FRAGMENTO:
--*--

El sistema capitalista nació mal, producto de injusticias, sangre y robo. Así sigue hasta ahora, sin importar las banderas bajo las que se esconda. Su signo es la muerte y así lo llevará hasta el fin de sus días. (Subcomandante Insurgente Moisés, 2025)
El 28 de abril de 2025, un apagón masivo dejó sin electricidad a millones de personas en la península ibérica. Si bien las causas técnicas inmediatas se atribuyeron a un exceso de producción fotovoltaica combinado con fallas en los estabilizadores de red, el evento dejó ver algo mucho más profundo: una señal de alerta sobre el porvenir energético del mundo. Este apagón no sólo interrumpió el suministro de electricidad, sino que encendió luces sobre las múltiples inestabilidades, dependencias y exclusiones que acompañan a la mal llamada transición energética. Lejos de ser una solución estructural a la crisis climática y civilizatoria, la transición energética dominante reproduce —y en algunos casos intensifica— las lógicas extractivistas, coloniales y capitalistas que la originaron.
El problema no radica únicamente en la privatización de la infraestructura energética ni en la incapacidad de las llamadas energías renovables para sostener el ritmo voraz de la modernidad industrial. Lo que el apagón dejó entrever es la brutal materialidad que implica sostener el modo imperial de vida. En los países del Norte global, esto se traduce en una reconfiguración territorial acelerada, ocupando espacios previamente despojados para instalar megaproyectos solares y eólicos, así como el avance a minar los llamados minerales críticos como el litio, cobalto, cobre y níquel entre otros. En los países del Sur, como bien señalan Miriam Lang y colegas, la transición se impone como una nueva oleada de extractivismo: nuestros territorios son presentados como reservorios de minerales críticos, sumideros de carbono para compensar las emisiones del Norte, basureros tóxicos para sus residuos tecnológicos y, al mismo tiempo, mercados emergentes para la venta de tecnología limpia o baja en emisiones que poco tiene de renovable cuando se analiza su cadena de producción y sus efectos socioecológicos en diversos territorios.

--*--

(Anotaciones de puntos para fotos)
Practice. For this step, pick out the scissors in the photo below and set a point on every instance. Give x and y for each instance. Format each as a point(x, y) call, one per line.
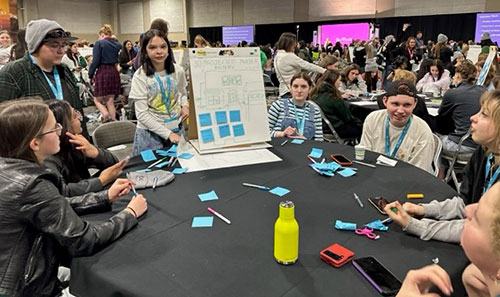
point(368, 232)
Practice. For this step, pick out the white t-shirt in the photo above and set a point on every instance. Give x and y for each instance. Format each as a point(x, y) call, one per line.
point(417, 147)
point(150, 108)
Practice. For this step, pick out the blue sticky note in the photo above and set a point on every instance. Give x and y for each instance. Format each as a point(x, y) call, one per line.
point(162, 164)
point(148, 155)
point(238, 130)
point(316, 153)
point(221, 117)
point(347, 172)
point(186, 155)
point(224, 131)
point(235, 116)
point(202, 222)
point(298, 141)
point(179, 170)
point(207, 135)
point(377, 225)
point(205, 119)
point(208, 196)
point(279, 191)
point(344, 225)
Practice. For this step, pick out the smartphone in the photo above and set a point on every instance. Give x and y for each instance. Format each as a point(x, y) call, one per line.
point(379, 277)
point(336, 255)
point(379, 203)
point(341, 159)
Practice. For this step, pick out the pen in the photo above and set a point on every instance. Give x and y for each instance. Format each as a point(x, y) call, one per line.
point(155, 179)
point(219, 216)
point(357, 199)
point(157, 162)
point(363, 163)
point(256, 186)
point(132, 185)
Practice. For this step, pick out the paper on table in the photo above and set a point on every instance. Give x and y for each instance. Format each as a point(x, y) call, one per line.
point(316, 153)
point(208, 196)
point(202, 222)
point(148, 155)
point(279, 191)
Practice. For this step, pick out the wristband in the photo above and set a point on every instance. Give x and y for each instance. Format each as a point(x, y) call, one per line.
point(135, 214)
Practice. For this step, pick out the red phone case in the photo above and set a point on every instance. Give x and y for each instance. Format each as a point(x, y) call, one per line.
point(337, 249)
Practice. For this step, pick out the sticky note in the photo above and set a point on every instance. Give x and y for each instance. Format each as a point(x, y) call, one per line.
point(179, 170)
point(148, 155)
point(186, 156)
point(162, 164)
point(344, 225)
point(298, 141)
point(316, 153)
point(238, 130)
point(221, 117)
point(199, 222)
point(224, 131)
point(347, 172)
point(208, 196)
point(235, 116)
point(207, 135)
point(205, 119)
point(279, 191)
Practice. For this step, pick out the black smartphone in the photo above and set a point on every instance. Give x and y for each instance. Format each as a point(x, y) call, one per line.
point(379, 277)
point(379, 203)
point(341, 159)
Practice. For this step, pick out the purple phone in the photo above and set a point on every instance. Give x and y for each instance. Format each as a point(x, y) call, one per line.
point(378, 276)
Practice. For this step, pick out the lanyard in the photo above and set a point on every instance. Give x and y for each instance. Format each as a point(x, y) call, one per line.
point(166, 98)
point(489, 161)
point(400, 140)
point(57, 90)
point(300, 124)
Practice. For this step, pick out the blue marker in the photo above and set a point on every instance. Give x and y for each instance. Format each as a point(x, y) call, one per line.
point(257, 186)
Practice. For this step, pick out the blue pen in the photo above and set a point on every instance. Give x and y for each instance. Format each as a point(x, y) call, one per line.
point(257, 186)
point(132, 185)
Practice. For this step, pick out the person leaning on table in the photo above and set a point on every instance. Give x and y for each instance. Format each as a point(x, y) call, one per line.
point(396, 132)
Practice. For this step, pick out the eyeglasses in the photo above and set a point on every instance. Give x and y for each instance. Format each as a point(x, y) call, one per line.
point(57, 129)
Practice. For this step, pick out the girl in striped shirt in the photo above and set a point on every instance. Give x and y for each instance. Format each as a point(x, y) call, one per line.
point(295, 117)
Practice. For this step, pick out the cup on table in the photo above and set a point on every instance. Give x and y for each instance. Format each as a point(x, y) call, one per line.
point(359, 152)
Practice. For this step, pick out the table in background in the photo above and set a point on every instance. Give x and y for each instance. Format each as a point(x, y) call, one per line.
point(164, 256)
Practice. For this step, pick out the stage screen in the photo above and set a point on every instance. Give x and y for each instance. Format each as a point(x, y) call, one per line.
point(234, 35)
point(489, 22)
point(345, 33)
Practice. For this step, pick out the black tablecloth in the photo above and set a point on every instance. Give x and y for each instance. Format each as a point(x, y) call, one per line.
point(164, 256)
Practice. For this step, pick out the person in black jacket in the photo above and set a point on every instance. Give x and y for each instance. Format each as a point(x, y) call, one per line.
point(39, 226)
point(77, 155)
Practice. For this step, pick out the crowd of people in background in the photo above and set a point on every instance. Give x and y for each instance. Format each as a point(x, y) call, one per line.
point(315, 82)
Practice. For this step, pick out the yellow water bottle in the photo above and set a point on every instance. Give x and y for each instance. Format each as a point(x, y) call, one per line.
point(286, 235)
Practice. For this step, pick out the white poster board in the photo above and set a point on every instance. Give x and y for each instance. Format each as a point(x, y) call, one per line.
point(229, 97)
point(473, 53)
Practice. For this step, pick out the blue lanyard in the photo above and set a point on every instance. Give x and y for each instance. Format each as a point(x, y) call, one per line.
point(300, 124)
point(57, 90)
point(400, 140)
point(165, 97)
point(489, 161)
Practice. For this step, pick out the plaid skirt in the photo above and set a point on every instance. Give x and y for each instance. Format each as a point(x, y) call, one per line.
point(107, 81)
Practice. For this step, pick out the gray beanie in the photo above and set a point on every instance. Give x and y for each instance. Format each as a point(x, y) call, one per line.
point(38, 29)
point(485, 36)
point(442, 38)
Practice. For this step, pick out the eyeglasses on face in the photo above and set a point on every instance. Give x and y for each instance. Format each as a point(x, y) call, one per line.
point(57, 129)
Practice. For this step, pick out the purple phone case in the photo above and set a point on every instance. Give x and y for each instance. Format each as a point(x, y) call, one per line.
point(374, 284)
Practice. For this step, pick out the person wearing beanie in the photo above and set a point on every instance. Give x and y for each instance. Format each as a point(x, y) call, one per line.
point(396, 131)
point(40, 72)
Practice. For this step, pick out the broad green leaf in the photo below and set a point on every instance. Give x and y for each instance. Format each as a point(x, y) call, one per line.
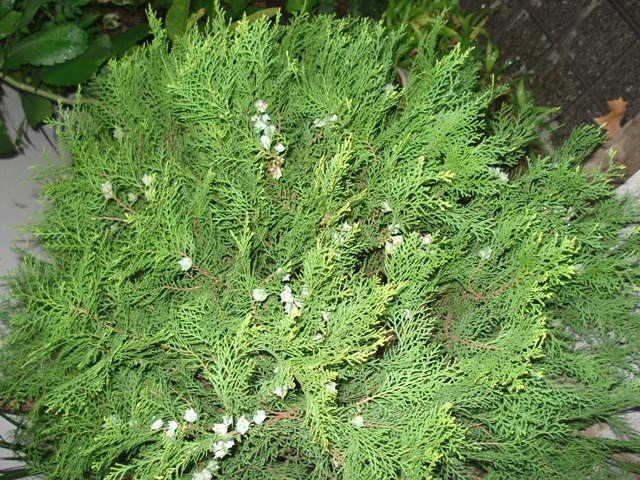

--*--

TAREAS POR REALIZAR:
A: Transcribe al pie de la letra el tramo del fragmento sobre el apagón que va desde "El 28 de abril" hasta "que la originaron.".
B: Traduce al inglés esta oración del fragmento sobre el apagón: "Este apagón no sólo interrumpió el suministro de electricidad, sino que encendió luces sobre las múltiples inestabilidades, dependencias y exclusiones que acompañan a la mal llamada transición energética."
Para resolver esto, básate únicamente en el fragmento sobre el apagón.

RESPUESTAS:
A:
El 28 de abril de 2025, un apagón masivo dejó sin electricidad a millones de personas en la península ibérica. Si bien las causas técnicas inmediatas se atribuyeron a un exceso de producción fotovoltaica combinado con fallas en los estabilizadores de red, el evento dejó ver algo mucho más profundo: una señal de alerta sobre el porvenir energético del mundo. Este apagón no sólo interrumpió el suministro de electricidad, sino que encendió luces sobre las múltiples inestabilidades, dependencias y exclusiones que acompañan a la mal llamada transición energética. Lejos de ser una solución estructural a la crisis climática y civilizatoria, la transición energética dominante reproduce —y en algunos casos intensifica— las lógicas extractivistas, coloniales y capitalistas que la originaron.

B: This blackout not only interrupted the electricity supply but also shed light on the many instabilities, dependencies, and exclusions that accompany the misnamed energy transition.